* [Passage to read]:
_ _ _ _
What You Need to Know
- The difficulty experienced by retirees between 1966 and 1995 is the basis of the 4% withdrawal rule.
- Retirement simulations are useful, researcher Wade Pfau says, but they are limited in profound ways.
- He suggests rerunning simulations as circumstances change and using flexible spending approaches.
Most financial planning professionals are able to articulate the basic premise of the 4% safe withdrawal rule, but that doesn’t mean they fully appreciate either the real power of the retirement spending framework or its significant real-world limitations.
They also might be unaware of where the 4% figure came from. As retirement income researcher Wade Pfau recently pointed out, the popular guideline for how much money is safe to spend annually in retirement was calculated based on a retirement beginning in 1966.
“In the original analysis, this was basically the toughest 30-year period on record for a new retiree,” he said on a recent episode of the Economics Matters podcast.
In general, financial planners struggle to fully understand and accurately contextualize Monte Carlo simulations — of which the 4% withdrawal rule is perhaps the most famous and widely cited example, Pfau said.
As Pfau told podcast host and Boston University-based economist Laurence Kotlikoff, the topic of poorly contextualized Monte Carlo simulations and the shortcoming of the 4% withdrawal rule might sound like overly academic or esoteric matters, but they are actually of paramount practical importance to financial planners serving investors focused on retirement.
“Don’t get me wrong, the 4% rule does have a lot of practical use,” Pfau says. “It is, to put it simply, a research guideline that can allow for the start of a solid conversation about income planning.”
What is critical to understand, however, is that this type of modeling is highly sensitive to the inputs and assumptions being used, Pfau warns. Monte Carlo simulations, with their focus on generating binary success-failure probabilities, can mask a lot of nuance in middle-ground cases where success and failure are harder to define, “such that we have to view all retirement simulations with a significant degree of caution.”
_ _ _ _
* [Stored rows]:

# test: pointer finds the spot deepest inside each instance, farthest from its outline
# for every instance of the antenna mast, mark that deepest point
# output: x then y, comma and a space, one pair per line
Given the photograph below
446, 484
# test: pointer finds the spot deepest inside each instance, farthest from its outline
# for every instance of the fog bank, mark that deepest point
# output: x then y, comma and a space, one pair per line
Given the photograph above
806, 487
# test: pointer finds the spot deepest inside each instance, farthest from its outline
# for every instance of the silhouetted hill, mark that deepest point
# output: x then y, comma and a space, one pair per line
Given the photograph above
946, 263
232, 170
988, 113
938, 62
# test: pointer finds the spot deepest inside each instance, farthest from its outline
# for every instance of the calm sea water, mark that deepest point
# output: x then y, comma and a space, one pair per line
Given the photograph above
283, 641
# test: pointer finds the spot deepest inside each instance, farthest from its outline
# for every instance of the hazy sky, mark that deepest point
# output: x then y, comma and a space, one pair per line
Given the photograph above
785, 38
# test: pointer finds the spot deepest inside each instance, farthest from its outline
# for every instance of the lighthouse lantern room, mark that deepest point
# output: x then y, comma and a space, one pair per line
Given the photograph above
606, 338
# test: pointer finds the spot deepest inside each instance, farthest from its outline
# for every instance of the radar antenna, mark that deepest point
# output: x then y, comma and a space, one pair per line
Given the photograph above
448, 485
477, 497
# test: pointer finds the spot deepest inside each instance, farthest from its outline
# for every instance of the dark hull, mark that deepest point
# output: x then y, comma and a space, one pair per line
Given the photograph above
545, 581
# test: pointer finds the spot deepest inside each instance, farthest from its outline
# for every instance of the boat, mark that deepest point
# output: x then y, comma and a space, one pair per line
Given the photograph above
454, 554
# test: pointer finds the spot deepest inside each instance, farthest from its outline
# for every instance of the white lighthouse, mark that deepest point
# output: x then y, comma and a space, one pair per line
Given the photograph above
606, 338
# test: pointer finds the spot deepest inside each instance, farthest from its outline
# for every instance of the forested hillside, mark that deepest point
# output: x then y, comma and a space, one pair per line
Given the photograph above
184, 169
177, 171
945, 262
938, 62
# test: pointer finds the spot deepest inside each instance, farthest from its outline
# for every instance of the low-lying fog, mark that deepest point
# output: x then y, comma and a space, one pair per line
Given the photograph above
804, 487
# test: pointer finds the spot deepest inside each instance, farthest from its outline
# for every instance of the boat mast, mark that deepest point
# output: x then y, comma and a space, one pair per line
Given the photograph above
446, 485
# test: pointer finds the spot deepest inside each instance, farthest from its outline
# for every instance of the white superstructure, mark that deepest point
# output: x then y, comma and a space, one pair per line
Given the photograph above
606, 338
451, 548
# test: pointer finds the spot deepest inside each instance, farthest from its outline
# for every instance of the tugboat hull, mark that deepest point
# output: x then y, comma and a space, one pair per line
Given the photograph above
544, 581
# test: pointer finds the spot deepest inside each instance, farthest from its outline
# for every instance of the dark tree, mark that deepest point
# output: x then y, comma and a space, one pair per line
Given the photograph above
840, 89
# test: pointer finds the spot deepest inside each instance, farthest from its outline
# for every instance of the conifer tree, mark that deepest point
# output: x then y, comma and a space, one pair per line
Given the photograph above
_ _ _ _
* [What this exercise asks]:
• A. Answer these questions about the article on the 4% withdrawal rule:
(i) The 4% guideline was calculated for a retirement starting in what year?
(ii) On which podcast did Wade Pfau make his remarks?
(iii) Who is the host of that podcast?
• B. Rewrite everything in the article on the 4% withdrawal rule from "In general, financial" down to "example, Pfau said.", swapping "famous" for "well-known".
• C. Carry on the article on the 4% withdrawal rule from the point where it stops.

* [The responses]:
• A.
(i) 1966
(ii) The Economics Matters podcast
(iii) Laurence Kotlikoff, an economist based at Boston University

• B.
In general, financial planners struggle to fully understand and accurately contextualize Monte Carlo simulations — of which the 4% withdrawal rule is perhaps the most well-known and widely cited example, Pfau said.

• C.
According to Pfau and others, an overreliance on probability-focused Monte Carlo simulations is one key problem for the planning industry to address, and another is figuring out how to more clearly and effectively communicate with clients about the interplay of complicated sources of risk.
Ultimately, Pfau argues, now is a great time for advisors to learn and leverage some of the key planning concepts being put forward by academics, and he says studying the history of the 4% withdrawal rule is a decent place to start.
Where the 4% Rule Really Comes From
“You might not expect it, but we can actually still learn a lot by going back and looking at the study that first brought about the 4% withdrawal rule,” Pfau says, citing the work of Bill Bengen, the researcher and retired advisor credited with inventing the spending framework.
“For example, it is really interesting to look back and see that the 4% ‘safe’ withdrawal figure itself comes from what would have been safe to spend during the 30 years from 1966 to 1995,” Pfau explains.
As Pfau notes, the period in the late 1960s and early 1970s was a tough time to retire. Inflation ran rampant, and the S&P 500 scored several significantly negative years in that period. Returns were particularly poor in 1966, 1969, 1973 and 1974.
“Notably, after 1982, or about halfway through the 30-year retirement that started in 1966, the markets actually did really well,” Pfau observes. “The key takeaway here is that, even though the average return to a portfolio was decent between 1966 and 1995, the sequence of returns was really difficult for retirees to deal with.”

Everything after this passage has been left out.